Serie di esercizi:
(A) Secondo l'estratto, in che anno e da quale palco RAF si chiede cosa resterà degli anni Ottanta?
(B) Aggiorna l'estratto riscrivendo il passo da "La festa è finita." a "non so rispondere.", con "Sanremo" sostituito da "Castrocaro".
(C) Per favore, elenca tutti gli artisti e i gruppi musicali nominati nell'estratto.

Estratto del documento:
>>>

La festa è finita. E magari nemmeno era questa gran festa. Cosa resterà di questi anni Ottanta? Si chiede con lucidità profetica il giovane RAF dal palco del Festival di Sanremo nel 1989.
Altra domanda difficile e spinosa a cui non so rispondere.

Di sicuro, come dopo ogni festa, quando si spegne la musica, restano quelli che ne vogliono ancora, che vogliono ancora fare baldoria, e se ne stanno fuori, sul vialetto, fino a che qualche vicino non chiama le forze dell’ordine.
La gioia così si trasforma in frustrazione, in solitudine e poi in noia. E dai Duran Duran si passa al grunge dei Nirvana e soci.

Eccovi un estratto di una canzone presentata allo Zecchino d’Oro del 1991. Titolo: “Al Luna Park”. Ovvero: quella fase in cui ancora credi che la festa non sia finita. E che forse non era poi questa gran festa…

Forza bimbo vola
Forza bimba vola
Vieni al luna park!

<<<

Dati forniti:
>>>

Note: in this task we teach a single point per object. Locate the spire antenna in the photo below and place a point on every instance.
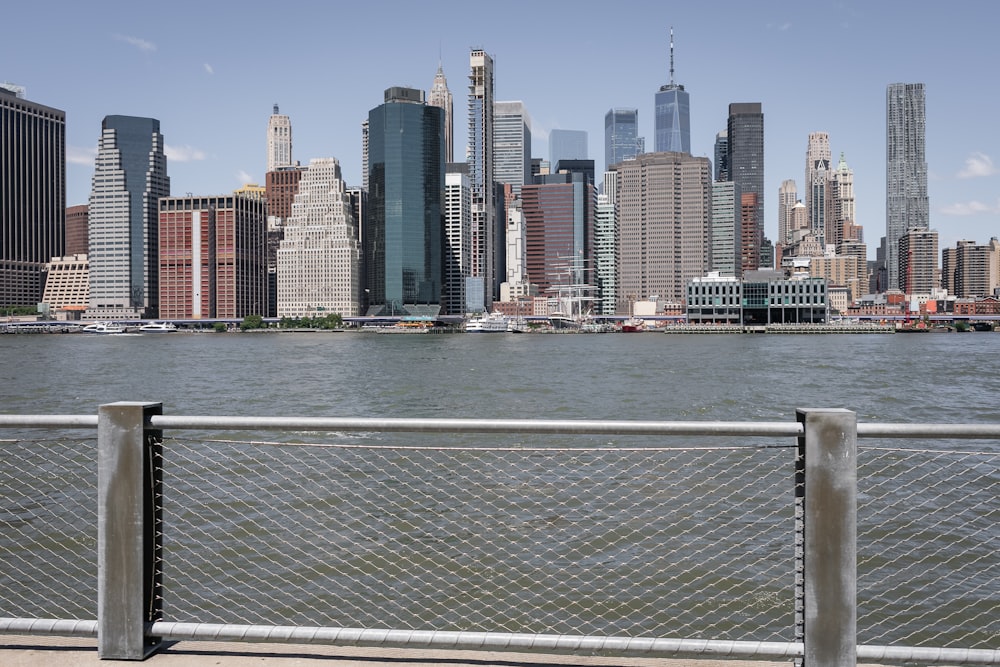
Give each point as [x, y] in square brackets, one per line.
[671, 55]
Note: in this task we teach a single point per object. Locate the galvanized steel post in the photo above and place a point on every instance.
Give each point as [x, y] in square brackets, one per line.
[827, 485]
[128, 528]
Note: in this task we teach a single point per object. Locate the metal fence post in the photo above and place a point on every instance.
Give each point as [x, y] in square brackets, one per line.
[826, 490]
[128, 527]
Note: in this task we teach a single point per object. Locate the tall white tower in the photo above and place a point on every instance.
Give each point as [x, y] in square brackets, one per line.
[279, 141]
[440, 97]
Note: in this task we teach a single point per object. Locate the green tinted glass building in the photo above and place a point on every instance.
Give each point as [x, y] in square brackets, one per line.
[404, 232]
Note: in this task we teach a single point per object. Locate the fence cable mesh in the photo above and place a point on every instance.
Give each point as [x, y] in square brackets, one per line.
[929, 547]
[48, 528]
[607, 540]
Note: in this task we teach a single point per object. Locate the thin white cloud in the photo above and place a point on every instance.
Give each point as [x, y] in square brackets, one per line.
[971, 208]
[183, 153]
[143, 45]
[77, 155]
[978, 165]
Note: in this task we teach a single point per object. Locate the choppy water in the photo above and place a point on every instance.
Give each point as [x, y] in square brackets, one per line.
[311, 536]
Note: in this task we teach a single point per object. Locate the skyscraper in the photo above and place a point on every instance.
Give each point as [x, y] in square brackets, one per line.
[817, 174]
[672, 119]
[440, 97]
[906, 202]
[130, 176]
[566, 145]
[483, 274]
[403, 237]
[32, 195]
[664, 211]
[511, 145]
[319, 257]
[621, 136]
[745, 162]
[212, 257]
[279, 141]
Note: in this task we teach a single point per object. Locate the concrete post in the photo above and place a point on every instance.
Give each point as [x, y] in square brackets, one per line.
[826, 482]
[128, 546]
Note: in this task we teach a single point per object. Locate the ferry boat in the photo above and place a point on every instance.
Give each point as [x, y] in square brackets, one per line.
[487, 323]
[158, 327]
[104, 328]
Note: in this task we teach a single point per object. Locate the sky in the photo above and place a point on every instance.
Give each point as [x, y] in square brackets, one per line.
[211, 72]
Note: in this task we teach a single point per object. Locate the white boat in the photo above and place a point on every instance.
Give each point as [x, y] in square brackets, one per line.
[104, 328]
[487, 323]
[158, 327]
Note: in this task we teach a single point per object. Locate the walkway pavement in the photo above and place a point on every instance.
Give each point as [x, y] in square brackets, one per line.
[25, 651]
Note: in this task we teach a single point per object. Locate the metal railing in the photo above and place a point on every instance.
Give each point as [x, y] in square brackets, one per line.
[763, 540]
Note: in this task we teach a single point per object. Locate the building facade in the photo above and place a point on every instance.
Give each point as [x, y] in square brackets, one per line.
[404, 231]
[319, 259]
[745, 161]
[906, 203]
[440, 97]
[621, 136]
[130, 177]
[279, 141]
[212, 257]
[672, 117]
[32, 195]
[971, 270]
[458, 237]
[918, 261]
[663, 202]
[511, 145]
[483, 276]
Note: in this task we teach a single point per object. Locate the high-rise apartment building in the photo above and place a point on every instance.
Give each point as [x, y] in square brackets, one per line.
[404, 232]
[621, 136]
[745, 161]
[840, 216]
[566, 145]
[672, 118]
[906, 201]
[458, 237]
[724, 237]
[971, 270]
[787, 196]
[279, 141]
[817, 174]
[440, 97]
[483, 275]
[664, 211]
[77, 223]
[130, 177]
[319, 258]
[559, 226]
[511, 145]
[212, 257]
[32, 195]
[918, 261]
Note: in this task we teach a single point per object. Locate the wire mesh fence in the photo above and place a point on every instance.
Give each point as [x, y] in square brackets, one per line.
[929, 547]
[640, 541]
[48, 528]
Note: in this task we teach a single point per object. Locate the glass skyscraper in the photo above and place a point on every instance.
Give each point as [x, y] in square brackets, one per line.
[403, 239]
[130, 176]
[621, 136]
[906, 201]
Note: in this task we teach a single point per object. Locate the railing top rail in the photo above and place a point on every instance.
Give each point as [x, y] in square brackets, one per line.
[48, 421]
[503, 426]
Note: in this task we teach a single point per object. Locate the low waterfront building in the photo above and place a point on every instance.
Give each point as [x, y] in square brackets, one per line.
[759, 298]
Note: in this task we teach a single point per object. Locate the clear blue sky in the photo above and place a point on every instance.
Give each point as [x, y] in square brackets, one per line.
[211, 71]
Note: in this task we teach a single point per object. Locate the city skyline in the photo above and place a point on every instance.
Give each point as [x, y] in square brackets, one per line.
[125, 56]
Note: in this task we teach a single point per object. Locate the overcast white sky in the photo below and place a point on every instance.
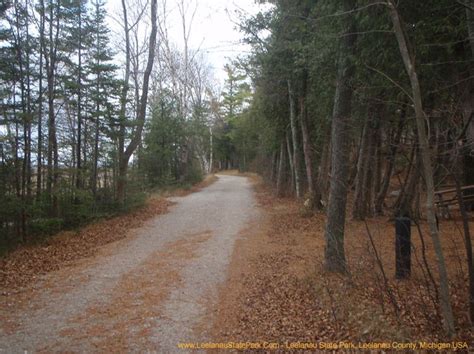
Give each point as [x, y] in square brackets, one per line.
[213, 28]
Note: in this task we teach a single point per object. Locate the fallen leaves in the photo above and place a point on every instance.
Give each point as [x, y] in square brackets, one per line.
[25, 264]
[278, 290]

<<<

Risultati degli esercizi:
(A) Nel 1989, dal palco del Festival di Sanremo.

(B)
La festa è finita. E magari nemmeno era questa gran festa. Cosa resterà di questi anni Ottanta? Si chiede con lucidità profetica il giovane RAF dal palco del Festival di Castrocaro nel 1989.
Altra domanda difficile e spinosa a cui non so rispondere.

(C) RAF, Duran Duran, Nirvana